> **DIRECTIONS FOR THIS TASK**
Beginning with the first line, please return the entries exactly through the line that contains "pixel 80 49", and leave out all later lines.

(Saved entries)
============================================================
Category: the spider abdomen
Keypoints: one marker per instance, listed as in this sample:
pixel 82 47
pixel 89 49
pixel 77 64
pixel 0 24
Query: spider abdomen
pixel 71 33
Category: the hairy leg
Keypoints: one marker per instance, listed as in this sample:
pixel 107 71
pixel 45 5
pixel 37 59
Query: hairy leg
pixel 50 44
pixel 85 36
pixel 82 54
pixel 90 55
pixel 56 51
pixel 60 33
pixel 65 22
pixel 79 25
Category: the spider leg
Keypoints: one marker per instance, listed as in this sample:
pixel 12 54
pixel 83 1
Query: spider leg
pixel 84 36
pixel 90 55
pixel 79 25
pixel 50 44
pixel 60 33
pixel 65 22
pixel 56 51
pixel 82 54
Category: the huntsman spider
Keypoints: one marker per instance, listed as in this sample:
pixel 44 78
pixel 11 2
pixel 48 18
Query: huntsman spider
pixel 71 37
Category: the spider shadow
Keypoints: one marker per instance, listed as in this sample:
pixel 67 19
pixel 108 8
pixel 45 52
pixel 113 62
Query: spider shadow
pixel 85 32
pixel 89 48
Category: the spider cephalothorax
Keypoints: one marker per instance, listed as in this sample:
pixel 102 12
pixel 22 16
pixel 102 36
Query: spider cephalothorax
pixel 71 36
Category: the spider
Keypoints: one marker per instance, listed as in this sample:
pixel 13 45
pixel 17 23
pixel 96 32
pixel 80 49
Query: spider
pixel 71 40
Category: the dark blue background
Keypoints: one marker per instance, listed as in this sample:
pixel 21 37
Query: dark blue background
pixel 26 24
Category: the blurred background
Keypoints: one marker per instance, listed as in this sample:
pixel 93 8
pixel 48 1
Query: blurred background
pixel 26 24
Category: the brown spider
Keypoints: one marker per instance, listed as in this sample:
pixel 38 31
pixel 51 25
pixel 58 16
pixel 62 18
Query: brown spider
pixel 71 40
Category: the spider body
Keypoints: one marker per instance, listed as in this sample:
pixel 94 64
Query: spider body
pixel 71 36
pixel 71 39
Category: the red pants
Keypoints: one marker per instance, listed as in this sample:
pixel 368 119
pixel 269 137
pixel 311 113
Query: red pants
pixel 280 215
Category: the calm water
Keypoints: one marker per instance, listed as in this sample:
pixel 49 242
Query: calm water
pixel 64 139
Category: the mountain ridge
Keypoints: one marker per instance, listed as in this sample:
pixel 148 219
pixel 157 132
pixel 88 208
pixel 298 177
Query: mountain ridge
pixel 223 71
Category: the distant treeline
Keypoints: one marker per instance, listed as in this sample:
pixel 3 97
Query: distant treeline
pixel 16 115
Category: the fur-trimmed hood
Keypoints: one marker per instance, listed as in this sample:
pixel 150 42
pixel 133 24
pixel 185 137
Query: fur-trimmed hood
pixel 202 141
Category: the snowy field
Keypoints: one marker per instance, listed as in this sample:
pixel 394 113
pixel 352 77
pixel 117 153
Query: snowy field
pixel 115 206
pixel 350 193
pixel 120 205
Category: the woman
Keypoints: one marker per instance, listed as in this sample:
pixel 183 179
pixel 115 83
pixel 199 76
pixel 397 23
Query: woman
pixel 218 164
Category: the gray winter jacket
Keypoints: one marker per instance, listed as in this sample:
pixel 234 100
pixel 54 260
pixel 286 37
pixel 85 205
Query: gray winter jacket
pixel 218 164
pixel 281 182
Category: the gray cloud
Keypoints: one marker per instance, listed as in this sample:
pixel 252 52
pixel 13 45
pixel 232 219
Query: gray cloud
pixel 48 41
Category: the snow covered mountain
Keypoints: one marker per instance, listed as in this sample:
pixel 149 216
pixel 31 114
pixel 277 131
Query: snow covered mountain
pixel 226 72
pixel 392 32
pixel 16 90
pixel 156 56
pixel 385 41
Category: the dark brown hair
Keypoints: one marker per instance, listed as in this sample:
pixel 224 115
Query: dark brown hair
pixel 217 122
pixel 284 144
============================================================
> **FINAL ANSWER**
Category: the spider abdomen
Keypoints: one marker per instance, listed as in this sample:
pixel 82 47
pixel 89 49
pixel 77 64
pixel 0 24
Query: spider abdomen
pixel 71 33
Category: the hairy leg
Keypoints: one marker per instance, listed as in this sample:
pixel 107 71
pixel 45 5
pixel 37 59
Query: hairy leg
pixel 50 44
pixel 85 36
pixel 82 54
pixel 90 55
pixel 56 51
pixel 60 33
pixel 65 22
pixel 79 25
Category: the spider leg
Keypoints: one marker per instance, listed as in this sample:
pixel 12 54
pixel 83 1
Query: spider leg
pixel 84 36
pixel 90 55
pixel 79 25
pixel 50 44
pixel 60 33
pixel 65 22
pixel 56 51
pixel 82 54
Category: the huntsman spider
Keypoints: one marker per instance, listed as in this sample:
pixel 44 78
pixel 11 2
pixel 48 18
Query: huntsman spider
pixel 71 37
Category: the spider shadow
Keypoints: one marker per instance, listed as in this sample:
pixel 67 19
pixel 108 8
pixel 45 52
pixel 113 62
Query: spider shadow
pixel 85 32
pixel 89 48
Category: the spider cephalothorax
Keypoints: one marker per instance, listed as in this sample:
pixel 102 12
pixel 22 16
pixel 102 36
Query: spider cephalothorax
pixel 71 36
Category: the spider
Keypoints: one marker per instance, listed as in this sample:
pixel 13 45
pixel 17 23
pixel 96 32
pixel 80 49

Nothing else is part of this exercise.